[Dataset excerpts Boundary: Start]
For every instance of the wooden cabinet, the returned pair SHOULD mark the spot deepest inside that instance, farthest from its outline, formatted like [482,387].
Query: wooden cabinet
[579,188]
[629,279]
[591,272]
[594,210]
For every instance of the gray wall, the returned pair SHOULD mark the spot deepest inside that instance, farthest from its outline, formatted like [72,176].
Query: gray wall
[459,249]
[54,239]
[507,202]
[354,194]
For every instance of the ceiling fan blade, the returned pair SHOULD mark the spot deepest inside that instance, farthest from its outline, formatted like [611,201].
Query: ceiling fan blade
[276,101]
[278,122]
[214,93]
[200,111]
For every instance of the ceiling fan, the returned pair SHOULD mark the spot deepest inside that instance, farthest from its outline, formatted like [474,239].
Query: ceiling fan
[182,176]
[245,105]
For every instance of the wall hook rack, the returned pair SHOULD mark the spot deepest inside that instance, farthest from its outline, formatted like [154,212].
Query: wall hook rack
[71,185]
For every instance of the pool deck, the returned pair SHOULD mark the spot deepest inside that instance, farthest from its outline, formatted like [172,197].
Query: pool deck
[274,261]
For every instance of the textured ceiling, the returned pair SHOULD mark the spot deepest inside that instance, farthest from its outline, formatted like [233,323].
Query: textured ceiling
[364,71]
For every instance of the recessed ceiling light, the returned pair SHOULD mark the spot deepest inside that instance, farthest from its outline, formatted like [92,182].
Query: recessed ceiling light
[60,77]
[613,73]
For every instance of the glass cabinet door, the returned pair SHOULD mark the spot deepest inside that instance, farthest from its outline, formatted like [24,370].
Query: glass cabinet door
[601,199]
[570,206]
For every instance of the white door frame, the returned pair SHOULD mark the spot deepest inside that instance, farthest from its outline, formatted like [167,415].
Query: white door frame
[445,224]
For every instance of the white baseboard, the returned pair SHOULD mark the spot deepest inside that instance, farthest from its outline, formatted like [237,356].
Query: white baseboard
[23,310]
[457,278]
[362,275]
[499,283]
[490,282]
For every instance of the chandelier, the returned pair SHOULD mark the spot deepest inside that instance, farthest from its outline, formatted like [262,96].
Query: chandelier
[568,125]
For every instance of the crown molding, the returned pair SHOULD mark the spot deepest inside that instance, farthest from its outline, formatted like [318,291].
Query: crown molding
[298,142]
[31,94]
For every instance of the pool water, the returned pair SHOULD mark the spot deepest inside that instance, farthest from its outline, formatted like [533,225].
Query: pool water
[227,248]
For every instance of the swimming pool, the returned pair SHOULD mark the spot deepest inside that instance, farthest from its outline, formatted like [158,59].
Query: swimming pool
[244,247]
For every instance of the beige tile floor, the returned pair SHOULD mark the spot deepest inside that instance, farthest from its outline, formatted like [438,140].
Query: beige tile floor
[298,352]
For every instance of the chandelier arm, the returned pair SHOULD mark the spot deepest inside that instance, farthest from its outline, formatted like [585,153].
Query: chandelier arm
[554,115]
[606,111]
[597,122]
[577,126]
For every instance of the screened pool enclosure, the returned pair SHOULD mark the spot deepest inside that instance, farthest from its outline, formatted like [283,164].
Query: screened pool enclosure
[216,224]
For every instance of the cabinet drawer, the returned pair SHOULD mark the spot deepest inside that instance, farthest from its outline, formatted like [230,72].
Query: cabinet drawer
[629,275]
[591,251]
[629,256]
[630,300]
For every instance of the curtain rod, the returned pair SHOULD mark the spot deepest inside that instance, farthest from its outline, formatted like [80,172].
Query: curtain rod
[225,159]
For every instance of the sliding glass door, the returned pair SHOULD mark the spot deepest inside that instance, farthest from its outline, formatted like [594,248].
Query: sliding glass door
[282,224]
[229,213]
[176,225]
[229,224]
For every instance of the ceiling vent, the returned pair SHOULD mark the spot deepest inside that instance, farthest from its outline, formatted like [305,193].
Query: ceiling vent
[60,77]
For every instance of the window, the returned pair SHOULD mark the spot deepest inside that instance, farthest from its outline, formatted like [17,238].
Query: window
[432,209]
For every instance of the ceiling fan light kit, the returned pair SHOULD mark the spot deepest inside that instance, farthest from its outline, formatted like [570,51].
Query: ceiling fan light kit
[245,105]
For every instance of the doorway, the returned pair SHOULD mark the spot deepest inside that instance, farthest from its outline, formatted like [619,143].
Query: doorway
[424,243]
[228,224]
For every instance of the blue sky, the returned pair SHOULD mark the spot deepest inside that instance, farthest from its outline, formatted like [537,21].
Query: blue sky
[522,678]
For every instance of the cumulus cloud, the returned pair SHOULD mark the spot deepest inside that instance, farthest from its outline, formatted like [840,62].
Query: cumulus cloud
[Dataset excerpts Boundary: End]
(Task to carry out): Recopy the entries above exactly, with every line included.

(Solution):
For every instance of the wooden cabinet, the returned pair SHOULD mark the spot deepest inside that instance, farthest from its outline, formatted like [482,387].
Query: wooden cabinet
[579,188]
[629,279]
[591,272]
[594,210]
For every instance of the gray wall, the returned pair SHOULD mark the spot deepest inside that instance, farthest from its outline, formatted like [72,176].
Query: gray wall
[459,249]
[54,239]
[507,202]
[354,194]
For every instance of the ceiling fan blade, the returned pair SHOULD mark the spot deepest inside that instance, farthest from its outline, formatted like [611,201].
Query: ceiling fan blade
[276,101]
[278,122]
[214,93]
[200,111]
For every instance of the ceiling fan, the returned pair SHOULD mark the spot deepest inside that instance, farthest from its outline, formatted like [474,239].
Query: ceiling fan
[182,176]
[245,105]
For every instance of the wall hook rack, the returned pair SHOULD mark the spot deepest inside that instance, farthest from its outline, formatted like [154,212].
Query: wall hook rack
[71,185]
For every instance of the pool deck, the returned pair SHOULD mark the spot deepest inside that instance, farthest from its outline, formatted like [172,197].
Query: pool deck
[274,261]
For every instance of the textured ceiling, the returned pair SHOULD mark the spot deepest inside that instance, farthest from its outline, formatted like [233,323].
Query: textured ceiling
[364,71]
For every instance of the recessed ceiling light, the returned pair SHOULD mark the spot deepest inside that instance, farthest from its outline, formatted like [92,182].
Query: recessed ceiling light
[60,77]
[613,73]
For every instance of the glass cabinet door, the returned pair SHOULD mark the spot deepest inside that instance, farthest from its outline, formatted like [24,370].
Query: glass cabinet door
[601,199]
[570,206]
For every instance of the white door frame, the returned pair SHOULD mark the spot deepest inside that instance, farthest from its outline, formatted like [167,415].
Query: white door frame
[445,224]
For every instance of the white baseboard, the returned pair SHOULD mark the spot deepest inside that instance, farthest from its outline, formatted like [237,356].
Query: white baseboard
[23,310]
[457,278]
[362,275]
[499,283]
[490,282]
For every instance of the chandelier, the returned pair SHOULD mark the spot deepest inside that instance, farthest from its outline, formatted like [262,96].
Query: chandelier
[568,125]
For every instance of the crown molding, the returned pair SHOULD mark the spot deepest inside that instance, farthest from its outline, formatted like [318,291].
Query: crown molding
[298,142]
[31,94]
For every instance of the pool water, the returned pair SHOULD mark the spot deepest inside that instance, farthest from its outline, formatted like [533,225].
Query: pool water
[227,248]
For every instance of the swimming pool, the returned pair SHOULD mark the spot deepest inside that instance, farthest from its outline, formatted like [158,59].
Query: swimming pool
[244,247]
For every instance of the beige tile floor, the returned pair SHOULD mark the spot deepest inside that instance, farthest from its outline, formatted like [438,140].
Query: beige tile floor
[298,352]
For every instance of the chandelier arm, the returned pair SHOULD mark the spot deepest inside that instance, farthest from its outline, formatted like [585,153].
Query: chandelier arm
[554,115]
[606,111]
[597,122]
[577,126]
For every instance of the screened pool enclosure, the returned pair SHOULD mark the spot deepest inside that instance, farthest from its outline, formatted like [283,164].
Query: screened pool enclosure
[216,224]
For every instance of the cabinet drawer, the returned pair SHOULD mark the spot deepest inside that instance, farthest from its outline, formatted like [230,72].
Query: cabinet drawer
[629,275]
[591,251]
[629,256]
[630,300]
For every instance of the curtain rod, the returned pair SHOULD mark the spot deepest inside that instance, farthest from its outline, formatted like [80,172].
Query: curtain rod
[225,159]
For every instance of the sliding glass door, the returned pair SHOULD mark the spot deepest inside that instance, farthest from its outline, formatted like [594,248].
Query: sliding glass door
[282,224]
[229,213]
[176,225]
[229,224]
For every instance of the ceiling vent, the returned pair SHOULD mark the spot deepest inside that instance, farthest from its outline, formatted like [305,193].
Query: ceiling vent
[60,77]
For every instance of the window, the returned pair SHOULD mark the spot deepest inside that instance, farthest from its outline, formatted like [17,238].
Query: window
[432,209]
For every instance of the ceiling fan light kit, the returned pair SHOULD mark the spot deepest inside that instance, farthest from its outline, formatted like [570,51].
Query: ceiling fan light kit
[245,105]
For every instance of the doorway, the returned pair SHOULD mark the spot deepest inside that instance, farthest from its outline, formatted like [619,143].
Query: doorway
[424,243]
[228,224]
For every instance of the blue sky, the returned pair SHOULD mark the spot deepest inside that instance, farthest from its outline, formatted like [537,21].
Query: blue sky
[522,678]
For every instance of the cumulus cloud, the returned pair SHOULD mark the spot deepest inside that instance, farthest from its outline, formatted like [840,62].
Query: cumulus cloud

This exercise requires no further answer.